=== DATA FOR THE TASK ===

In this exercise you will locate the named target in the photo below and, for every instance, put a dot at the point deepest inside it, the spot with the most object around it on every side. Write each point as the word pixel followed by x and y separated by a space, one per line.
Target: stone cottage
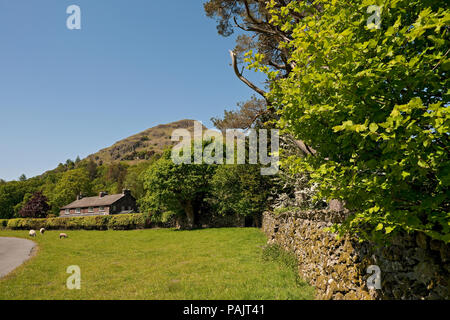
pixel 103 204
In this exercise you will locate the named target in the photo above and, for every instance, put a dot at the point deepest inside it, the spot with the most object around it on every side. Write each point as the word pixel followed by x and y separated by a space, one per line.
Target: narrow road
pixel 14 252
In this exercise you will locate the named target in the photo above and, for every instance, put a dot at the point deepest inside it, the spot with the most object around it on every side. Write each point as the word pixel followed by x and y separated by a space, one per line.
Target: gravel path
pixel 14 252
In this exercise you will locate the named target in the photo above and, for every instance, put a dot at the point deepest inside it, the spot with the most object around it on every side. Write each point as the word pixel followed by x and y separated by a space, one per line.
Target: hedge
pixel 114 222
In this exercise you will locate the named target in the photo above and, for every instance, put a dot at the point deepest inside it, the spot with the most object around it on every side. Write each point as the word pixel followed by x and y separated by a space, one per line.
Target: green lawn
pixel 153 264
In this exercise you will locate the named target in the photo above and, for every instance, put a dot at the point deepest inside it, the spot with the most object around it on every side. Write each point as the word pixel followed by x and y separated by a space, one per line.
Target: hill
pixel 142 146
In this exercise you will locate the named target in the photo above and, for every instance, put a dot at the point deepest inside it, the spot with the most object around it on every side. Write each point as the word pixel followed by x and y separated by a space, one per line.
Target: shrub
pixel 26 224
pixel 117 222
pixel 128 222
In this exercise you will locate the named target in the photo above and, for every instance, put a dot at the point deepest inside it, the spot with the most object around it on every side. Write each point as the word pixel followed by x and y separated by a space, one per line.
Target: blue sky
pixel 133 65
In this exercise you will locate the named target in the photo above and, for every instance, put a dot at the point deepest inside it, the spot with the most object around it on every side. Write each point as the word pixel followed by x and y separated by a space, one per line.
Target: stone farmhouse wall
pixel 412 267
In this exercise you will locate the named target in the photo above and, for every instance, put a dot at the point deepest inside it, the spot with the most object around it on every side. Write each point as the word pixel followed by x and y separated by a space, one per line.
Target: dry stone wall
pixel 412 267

===
=== DATA FOR THE TASK ===

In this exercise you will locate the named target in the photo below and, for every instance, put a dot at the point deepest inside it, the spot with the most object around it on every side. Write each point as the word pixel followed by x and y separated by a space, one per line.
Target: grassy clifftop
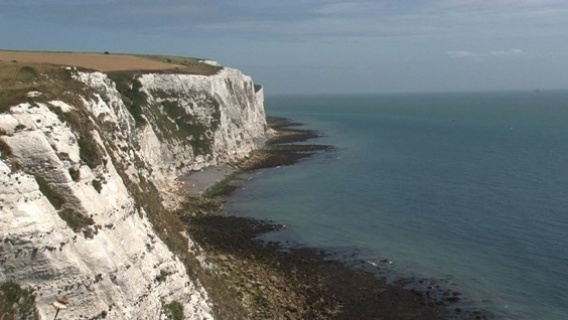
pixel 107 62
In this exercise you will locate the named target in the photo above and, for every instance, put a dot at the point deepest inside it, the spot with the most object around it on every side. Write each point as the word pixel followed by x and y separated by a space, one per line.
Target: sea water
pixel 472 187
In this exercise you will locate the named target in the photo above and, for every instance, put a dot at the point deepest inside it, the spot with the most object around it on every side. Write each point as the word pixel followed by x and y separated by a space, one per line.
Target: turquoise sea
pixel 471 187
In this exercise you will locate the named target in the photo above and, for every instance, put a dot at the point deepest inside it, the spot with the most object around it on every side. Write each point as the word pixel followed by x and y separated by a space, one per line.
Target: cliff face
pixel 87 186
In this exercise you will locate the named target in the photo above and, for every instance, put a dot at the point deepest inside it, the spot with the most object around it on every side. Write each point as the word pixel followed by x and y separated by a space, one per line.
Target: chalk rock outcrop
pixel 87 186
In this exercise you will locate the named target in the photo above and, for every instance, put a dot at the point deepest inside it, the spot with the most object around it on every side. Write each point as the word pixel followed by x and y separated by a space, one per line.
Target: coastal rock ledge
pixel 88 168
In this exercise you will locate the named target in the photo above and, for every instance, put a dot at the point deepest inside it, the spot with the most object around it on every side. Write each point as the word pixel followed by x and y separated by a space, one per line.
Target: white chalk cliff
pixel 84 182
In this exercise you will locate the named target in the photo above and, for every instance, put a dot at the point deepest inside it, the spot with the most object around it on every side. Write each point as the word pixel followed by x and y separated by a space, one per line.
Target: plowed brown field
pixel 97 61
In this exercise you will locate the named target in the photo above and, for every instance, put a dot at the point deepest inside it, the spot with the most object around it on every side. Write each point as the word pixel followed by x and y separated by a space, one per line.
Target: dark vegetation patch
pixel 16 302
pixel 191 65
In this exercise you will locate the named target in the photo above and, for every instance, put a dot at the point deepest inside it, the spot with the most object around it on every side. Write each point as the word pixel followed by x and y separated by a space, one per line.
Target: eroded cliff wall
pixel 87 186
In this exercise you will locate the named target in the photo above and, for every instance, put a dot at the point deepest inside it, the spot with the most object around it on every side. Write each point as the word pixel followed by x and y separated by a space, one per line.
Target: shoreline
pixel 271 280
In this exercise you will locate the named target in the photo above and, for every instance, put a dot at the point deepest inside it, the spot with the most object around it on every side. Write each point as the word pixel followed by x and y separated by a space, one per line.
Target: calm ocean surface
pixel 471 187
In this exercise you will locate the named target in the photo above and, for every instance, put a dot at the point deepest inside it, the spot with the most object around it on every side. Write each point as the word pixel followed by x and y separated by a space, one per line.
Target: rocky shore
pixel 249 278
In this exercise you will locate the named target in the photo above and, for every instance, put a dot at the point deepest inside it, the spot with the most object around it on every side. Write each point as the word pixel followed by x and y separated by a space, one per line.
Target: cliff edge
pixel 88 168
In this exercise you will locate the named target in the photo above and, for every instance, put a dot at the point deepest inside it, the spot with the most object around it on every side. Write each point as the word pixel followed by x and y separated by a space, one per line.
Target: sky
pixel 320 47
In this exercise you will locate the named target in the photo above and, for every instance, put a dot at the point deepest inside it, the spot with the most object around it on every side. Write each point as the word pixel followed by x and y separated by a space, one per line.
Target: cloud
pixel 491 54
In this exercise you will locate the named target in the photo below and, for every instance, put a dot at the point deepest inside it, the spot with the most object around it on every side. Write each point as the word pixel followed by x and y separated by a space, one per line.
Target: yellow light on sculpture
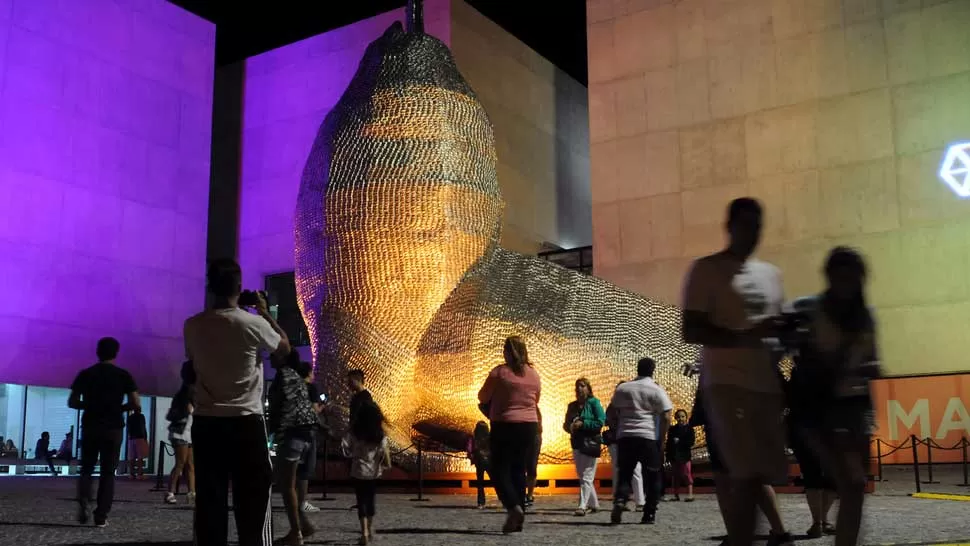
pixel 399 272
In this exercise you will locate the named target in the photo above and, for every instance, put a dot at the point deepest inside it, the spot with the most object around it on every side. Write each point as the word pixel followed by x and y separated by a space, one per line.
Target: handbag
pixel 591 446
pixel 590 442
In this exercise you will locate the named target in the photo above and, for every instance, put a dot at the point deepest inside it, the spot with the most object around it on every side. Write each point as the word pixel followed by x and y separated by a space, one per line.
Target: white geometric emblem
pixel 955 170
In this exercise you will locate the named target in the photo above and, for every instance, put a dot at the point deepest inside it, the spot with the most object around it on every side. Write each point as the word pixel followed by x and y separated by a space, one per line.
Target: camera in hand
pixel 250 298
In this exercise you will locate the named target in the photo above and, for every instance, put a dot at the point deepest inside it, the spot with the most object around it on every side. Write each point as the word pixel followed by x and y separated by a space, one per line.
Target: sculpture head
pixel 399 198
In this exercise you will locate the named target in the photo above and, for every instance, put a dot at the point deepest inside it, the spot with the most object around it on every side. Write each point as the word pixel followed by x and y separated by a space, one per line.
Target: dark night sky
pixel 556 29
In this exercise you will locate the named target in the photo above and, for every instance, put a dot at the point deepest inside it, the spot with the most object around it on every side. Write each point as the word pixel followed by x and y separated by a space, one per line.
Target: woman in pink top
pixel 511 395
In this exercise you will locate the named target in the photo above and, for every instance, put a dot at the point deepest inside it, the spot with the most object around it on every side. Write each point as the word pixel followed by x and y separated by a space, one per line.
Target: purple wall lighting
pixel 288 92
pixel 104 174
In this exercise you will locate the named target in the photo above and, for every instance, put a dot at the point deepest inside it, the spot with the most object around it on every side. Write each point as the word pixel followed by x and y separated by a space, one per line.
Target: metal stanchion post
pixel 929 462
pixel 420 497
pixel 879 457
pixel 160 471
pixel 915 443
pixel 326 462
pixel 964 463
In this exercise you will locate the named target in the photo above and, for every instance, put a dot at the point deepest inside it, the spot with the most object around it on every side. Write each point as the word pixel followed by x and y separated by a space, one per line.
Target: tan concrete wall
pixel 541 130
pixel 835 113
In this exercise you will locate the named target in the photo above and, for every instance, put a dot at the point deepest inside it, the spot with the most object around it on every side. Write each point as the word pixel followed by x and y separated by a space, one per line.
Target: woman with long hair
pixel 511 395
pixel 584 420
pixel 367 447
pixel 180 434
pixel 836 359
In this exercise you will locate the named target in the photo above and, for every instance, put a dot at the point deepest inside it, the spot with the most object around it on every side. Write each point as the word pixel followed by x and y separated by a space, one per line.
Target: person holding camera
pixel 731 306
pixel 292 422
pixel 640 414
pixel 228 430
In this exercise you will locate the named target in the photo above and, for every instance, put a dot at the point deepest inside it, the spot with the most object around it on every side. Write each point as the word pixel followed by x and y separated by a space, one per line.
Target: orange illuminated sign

===
=== DATA FOR THE TASK ===

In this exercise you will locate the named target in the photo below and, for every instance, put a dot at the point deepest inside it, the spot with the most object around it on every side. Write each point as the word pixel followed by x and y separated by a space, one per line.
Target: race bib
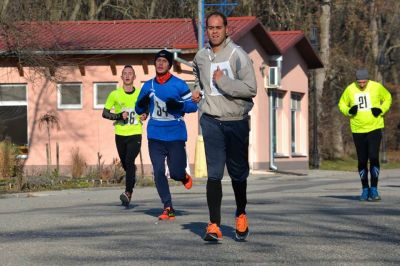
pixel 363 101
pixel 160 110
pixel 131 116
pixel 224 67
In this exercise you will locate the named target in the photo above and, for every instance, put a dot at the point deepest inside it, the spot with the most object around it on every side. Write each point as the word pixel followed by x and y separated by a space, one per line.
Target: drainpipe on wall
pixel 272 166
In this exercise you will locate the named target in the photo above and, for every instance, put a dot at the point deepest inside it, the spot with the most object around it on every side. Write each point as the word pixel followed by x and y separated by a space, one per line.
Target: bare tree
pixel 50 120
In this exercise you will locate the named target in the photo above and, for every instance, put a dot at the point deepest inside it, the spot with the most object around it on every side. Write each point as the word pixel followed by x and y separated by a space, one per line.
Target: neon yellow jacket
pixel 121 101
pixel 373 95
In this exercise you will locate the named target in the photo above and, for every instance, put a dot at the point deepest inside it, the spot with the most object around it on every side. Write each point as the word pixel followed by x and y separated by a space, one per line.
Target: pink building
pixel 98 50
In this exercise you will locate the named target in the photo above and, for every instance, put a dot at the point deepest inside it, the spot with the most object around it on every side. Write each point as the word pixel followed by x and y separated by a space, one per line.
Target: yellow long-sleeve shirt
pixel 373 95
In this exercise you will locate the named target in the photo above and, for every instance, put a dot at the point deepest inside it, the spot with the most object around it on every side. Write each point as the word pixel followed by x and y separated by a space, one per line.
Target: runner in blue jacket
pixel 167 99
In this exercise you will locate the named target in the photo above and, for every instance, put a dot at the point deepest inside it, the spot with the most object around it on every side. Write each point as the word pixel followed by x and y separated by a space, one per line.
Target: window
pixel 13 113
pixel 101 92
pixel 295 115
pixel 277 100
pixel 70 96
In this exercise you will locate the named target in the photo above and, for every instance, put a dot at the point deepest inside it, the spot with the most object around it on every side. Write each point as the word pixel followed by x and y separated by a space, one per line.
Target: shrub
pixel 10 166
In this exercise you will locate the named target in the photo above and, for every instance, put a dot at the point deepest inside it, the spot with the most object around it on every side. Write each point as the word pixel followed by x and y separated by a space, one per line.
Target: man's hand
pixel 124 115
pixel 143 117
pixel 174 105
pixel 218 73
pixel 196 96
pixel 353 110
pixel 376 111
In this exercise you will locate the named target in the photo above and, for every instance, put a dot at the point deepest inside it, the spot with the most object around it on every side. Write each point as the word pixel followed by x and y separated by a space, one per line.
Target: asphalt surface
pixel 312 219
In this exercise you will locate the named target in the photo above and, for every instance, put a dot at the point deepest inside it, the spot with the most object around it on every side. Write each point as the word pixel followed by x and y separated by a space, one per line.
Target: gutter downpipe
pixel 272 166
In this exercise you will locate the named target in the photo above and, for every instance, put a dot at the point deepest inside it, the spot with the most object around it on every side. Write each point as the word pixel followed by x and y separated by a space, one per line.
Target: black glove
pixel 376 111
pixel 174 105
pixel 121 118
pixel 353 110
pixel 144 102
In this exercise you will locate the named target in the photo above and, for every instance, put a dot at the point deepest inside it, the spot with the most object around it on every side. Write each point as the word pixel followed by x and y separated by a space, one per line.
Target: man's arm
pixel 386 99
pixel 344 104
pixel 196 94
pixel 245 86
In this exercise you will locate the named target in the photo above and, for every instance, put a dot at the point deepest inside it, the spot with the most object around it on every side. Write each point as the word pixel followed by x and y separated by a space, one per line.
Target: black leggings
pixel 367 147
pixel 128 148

===

*OBJECTIVE*. Tally the lines in the rows above that contain the word "white", treating uppercase and lowercase as different. Reply with the number alone.

*TASK RESPONSE*. 2